Data section:
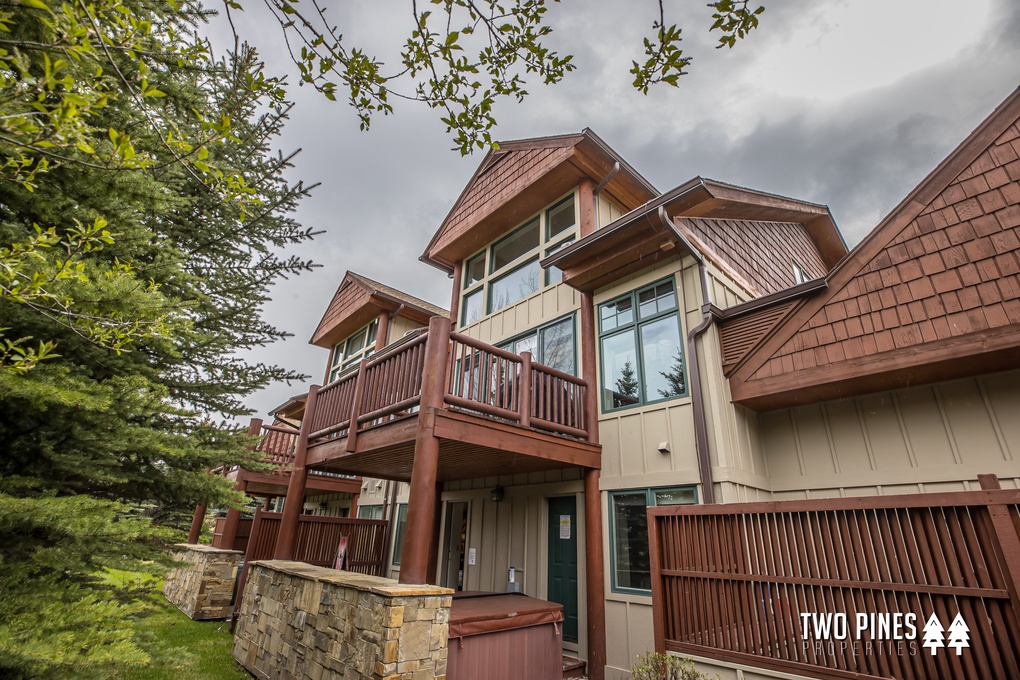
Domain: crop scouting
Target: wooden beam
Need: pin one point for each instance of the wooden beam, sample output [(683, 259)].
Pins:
[(419, 531), (595, 575), (296, 488)]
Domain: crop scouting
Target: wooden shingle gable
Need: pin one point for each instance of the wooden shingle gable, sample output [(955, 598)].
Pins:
[(519, 178), (932, 293)]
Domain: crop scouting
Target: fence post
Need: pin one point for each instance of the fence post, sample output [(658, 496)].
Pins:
[(418, 533), (296, 486), (524, 398), (356, 400)]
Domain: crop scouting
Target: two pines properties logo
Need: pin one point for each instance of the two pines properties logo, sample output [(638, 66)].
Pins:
[(898, 632)]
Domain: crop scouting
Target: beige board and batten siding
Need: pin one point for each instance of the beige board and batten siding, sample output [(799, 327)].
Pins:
[(935, 437)]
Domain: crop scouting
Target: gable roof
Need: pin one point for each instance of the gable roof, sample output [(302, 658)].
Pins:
[(521, 176), (358, 300), (931, 294), (650, 232)]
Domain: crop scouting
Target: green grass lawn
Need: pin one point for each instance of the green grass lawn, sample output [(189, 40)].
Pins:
[(180, 648)]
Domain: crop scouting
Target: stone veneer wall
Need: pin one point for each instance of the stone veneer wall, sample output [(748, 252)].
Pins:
[(203, 588), (300, 621)]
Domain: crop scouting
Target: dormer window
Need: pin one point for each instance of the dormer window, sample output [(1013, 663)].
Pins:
[(353, 350), (508, 269)]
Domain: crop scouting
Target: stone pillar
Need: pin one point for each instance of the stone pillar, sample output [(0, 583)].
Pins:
[(300, 621), (203, 587)]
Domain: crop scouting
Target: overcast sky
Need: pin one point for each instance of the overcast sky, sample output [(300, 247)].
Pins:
[(845, 103)]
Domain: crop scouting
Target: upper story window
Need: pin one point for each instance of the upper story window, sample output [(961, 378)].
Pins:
[(552, 345), (508, 269), (353, 350), (641, 348)]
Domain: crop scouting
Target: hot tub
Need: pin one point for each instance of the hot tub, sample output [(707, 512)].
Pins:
[(504, 636)]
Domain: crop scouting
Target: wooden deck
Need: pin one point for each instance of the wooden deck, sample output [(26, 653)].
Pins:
[(499, 413)]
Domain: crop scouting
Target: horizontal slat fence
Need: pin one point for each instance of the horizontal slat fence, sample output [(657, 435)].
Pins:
[(730, 582)]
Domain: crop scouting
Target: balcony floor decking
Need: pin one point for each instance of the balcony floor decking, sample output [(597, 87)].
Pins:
[(470, 446)]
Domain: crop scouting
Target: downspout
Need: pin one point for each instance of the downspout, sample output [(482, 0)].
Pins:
[(697, 398)]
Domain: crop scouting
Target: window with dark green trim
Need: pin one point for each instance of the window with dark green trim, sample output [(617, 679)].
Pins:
[(398, 541), (554, 345), (369, 512), (631, 569), (641, 348), (353, 350), (508, 269)]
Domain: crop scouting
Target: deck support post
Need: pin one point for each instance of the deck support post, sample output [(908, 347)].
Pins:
[(595, 577), (197, 520), (234, 514), (419, 533), (296, 486)]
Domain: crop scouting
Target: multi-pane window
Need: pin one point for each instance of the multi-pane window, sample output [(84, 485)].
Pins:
[(398, 541), (369, 512), (552, 345), (631, 569), (353, 350), (641, 348), (508, 269)]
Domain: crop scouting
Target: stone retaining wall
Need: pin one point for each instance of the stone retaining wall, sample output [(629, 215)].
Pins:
[(203, 588), (300, 621)]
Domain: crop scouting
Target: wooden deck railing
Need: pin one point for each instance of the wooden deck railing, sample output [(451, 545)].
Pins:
[(480, 378), (744, 583), (317, 541)]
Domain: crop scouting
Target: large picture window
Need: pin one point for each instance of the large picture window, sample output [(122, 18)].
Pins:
[(641, 348), (353, 350), (631, 569), (508, 270)]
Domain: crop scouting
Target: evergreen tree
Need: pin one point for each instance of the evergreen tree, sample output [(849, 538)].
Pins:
[(141, 218)]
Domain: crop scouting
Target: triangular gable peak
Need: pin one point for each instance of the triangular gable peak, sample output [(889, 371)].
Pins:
[(931, 294), (358, 300), (519, 178)]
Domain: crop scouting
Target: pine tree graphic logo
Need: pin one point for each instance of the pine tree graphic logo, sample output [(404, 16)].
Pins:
[(959, 634), (933, 634)]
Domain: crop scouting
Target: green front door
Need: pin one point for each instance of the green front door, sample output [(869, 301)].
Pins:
[(563, 561)]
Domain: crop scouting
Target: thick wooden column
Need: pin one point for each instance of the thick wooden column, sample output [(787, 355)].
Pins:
[(296, 486), (419, 532), (595, 577), (197, 520), (234, 514)]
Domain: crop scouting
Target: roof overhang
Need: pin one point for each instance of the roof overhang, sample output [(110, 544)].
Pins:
[(649, 234), (575, 157)]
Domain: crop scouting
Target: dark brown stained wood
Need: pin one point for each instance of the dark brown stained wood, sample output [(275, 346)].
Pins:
[(730, 582), (718, 215), (931, 293), (761, 253), (738, 335), (519, 179), (358, 300)]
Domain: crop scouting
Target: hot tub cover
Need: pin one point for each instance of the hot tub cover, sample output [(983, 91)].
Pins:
[(474, 613)]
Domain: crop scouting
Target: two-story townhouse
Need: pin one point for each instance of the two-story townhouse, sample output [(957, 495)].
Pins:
[(611, 348)]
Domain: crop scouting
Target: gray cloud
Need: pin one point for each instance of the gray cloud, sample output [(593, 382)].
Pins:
[(385, 193)]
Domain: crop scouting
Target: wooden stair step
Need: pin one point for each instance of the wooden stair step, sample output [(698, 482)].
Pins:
[(574, 668)]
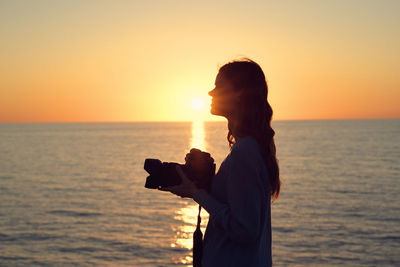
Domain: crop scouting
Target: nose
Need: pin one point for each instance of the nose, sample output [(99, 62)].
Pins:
[(211, 93)]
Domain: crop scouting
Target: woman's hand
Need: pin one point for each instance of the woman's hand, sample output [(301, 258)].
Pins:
[(186, 189)]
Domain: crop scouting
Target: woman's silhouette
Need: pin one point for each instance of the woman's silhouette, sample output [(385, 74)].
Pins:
[(239, 201)]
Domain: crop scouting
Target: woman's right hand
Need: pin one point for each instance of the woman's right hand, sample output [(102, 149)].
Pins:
[(198, 159)]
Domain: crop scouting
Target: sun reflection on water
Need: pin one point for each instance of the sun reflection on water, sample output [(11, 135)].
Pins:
[(188, 214)]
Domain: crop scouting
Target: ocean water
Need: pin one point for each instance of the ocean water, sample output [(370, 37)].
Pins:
[(73, 193)]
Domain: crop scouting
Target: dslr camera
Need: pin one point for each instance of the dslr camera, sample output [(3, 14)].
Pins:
[(199, 167)]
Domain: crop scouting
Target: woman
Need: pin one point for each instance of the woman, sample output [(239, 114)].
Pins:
[(239, 202)]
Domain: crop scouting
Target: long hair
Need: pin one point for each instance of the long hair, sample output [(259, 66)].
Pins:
[(247, 77)]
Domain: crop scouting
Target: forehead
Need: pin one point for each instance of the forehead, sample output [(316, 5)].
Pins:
[(220, 79)]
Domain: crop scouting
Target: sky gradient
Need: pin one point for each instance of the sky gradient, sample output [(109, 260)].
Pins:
[(147, 60)]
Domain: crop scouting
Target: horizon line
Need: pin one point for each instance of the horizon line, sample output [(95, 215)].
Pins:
[(187, 121)]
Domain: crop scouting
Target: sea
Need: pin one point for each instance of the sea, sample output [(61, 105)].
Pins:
[(72, 194)]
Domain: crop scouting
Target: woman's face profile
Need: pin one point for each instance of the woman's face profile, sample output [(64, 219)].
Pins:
[(224, 98)]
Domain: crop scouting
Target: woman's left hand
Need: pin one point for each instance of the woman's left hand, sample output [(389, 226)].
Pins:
[(186, 189)]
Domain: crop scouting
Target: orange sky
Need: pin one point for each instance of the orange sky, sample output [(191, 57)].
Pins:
[(147, 60)]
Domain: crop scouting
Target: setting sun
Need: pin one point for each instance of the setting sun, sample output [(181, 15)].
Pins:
[(197, 103)]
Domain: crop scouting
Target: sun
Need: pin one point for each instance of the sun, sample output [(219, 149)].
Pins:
[(197, 103)]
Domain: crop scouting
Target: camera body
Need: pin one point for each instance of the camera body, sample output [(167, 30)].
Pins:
[(199, 167)]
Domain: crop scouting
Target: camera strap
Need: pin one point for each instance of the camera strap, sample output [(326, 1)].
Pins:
[(197, 243)]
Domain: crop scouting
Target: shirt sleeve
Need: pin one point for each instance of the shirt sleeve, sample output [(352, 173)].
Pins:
[(240, 217)]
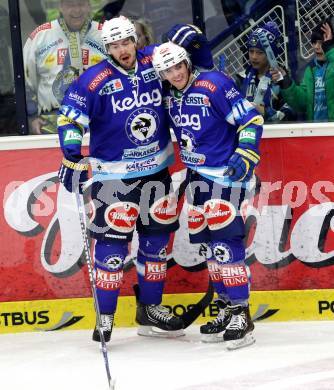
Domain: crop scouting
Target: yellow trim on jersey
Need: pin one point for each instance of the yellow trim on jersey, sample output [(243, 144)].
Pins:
[(257, 120), (249, 154), (76, 166), (64, 120)]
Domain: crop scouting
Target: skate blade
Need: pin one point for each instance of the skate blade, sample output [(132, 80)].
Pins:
[(212, 338), (152, 331), (241, 343)]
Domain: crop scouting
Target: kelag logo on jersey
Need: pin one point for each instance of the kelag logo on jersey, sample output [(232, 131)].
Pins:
[(197, 99), (141, 126), (144, 99), (149, 75), (111, 87)]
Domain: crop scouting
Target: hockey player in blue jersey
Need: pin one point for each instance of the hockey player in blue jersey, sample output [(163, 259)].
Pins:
[(120, 101), (219, 134)]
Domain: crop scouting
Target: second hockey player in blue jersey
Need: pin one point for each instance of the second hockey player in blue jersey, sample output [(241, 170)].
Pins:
[(219, 133)]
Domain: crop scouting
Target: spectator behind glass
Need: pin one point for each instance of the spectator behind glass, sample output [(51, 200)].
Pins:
[(315, 95), (8, 123), (256, 83), (55, 54), (144, 33)]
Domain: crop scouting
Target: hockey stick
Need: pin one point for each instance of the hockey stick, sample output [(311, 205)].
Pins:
[(269, 52), (82, 218)]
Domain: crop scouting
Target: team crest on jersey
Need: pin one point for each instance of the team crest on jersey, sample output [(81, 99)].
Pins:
[(99, 78), (164, 210), (207, 84), (222, 253), (188, 141), (91, 212), (141, 126), (219, 213), (149, 75), (111, 86), (168, 102), (122, 216), (196, 219)]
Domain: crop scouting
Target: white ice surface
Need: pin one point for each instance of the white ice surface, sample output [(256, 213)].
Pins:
[(294, 356)]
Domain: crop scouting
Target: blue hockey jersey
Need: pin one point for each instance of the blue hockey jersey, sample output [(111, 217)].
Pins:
[(124, 113), (210, 119)]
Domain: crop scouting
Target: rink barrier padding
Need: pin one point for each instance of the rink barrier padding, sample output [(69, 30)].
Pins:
[(78, 313)]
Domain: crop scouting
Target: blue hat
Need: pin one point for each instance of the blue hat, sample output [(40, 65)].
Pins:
[(272, 32)]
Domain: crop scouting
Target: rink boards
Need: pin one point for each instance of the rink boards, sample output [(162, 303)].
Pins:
[(290, 241), (71, 314)]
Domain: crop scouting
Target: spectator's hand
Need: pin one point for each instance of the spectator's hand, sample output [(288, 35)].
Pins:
[(36, 125), (326, 32), (276, 74), (259, 107), (242, 163), (73, 174)]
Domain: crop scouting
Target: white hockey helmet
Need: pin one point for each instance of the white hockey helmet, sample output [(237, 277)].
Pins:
[(167, 55), (116, 29)]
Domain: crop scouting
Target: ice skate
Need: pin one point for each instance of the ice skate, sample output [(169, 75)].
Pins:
[(238, 332), (156, 321), (213, 331), (107, 322)]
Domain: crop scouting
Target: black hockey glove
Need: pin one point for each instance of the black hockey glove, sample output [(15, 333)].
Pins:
[(73, 174), (194, 41), (241, 164)]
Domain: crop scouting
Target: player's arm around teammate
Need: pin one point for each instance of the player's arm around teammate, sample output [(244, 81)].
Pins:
[(219, 133)]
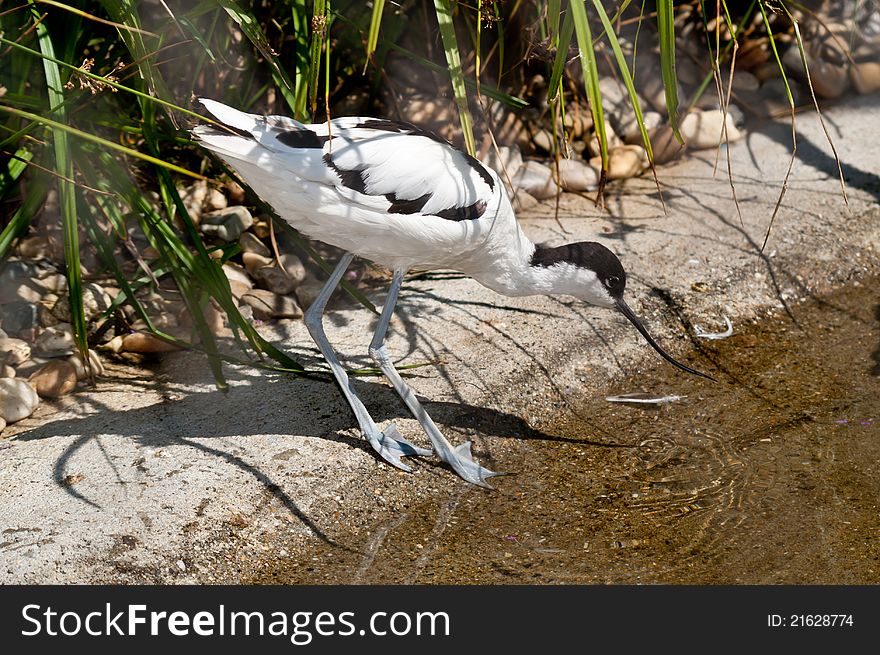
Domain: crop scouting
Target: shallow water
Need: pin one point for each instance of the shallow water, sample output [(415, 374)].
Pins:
[(771, 475)]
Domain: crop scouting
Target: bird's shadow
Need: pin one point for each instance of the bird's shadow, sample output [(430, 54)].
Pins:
[(270, 404)]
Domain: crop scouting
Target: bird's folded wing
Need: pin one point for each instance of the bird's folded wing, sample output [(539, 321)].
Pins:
[(378, 164)]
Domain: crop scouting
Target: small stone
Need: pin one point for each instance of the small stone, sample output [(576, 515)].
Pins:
[(95, 363), (506, 161), (536, 179), (262, 227), (664, 145), (249, 242), (214, 200), (18, 399), (623, 162), (543, 140), (143, 342), (576, 175), (55, 342), (193, 198), (309, 289), (235, 273), (826, 59), (253, 261), (54, 379), (14, 351), (865, 76), (702, 129), (17, 282), (227, 224), (21, 319), (267, 305), (633, 135), (611, 139), (522, 200)]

Work item: The string "player" appears on how many lines of the records? State the number alone.

Written answer: 6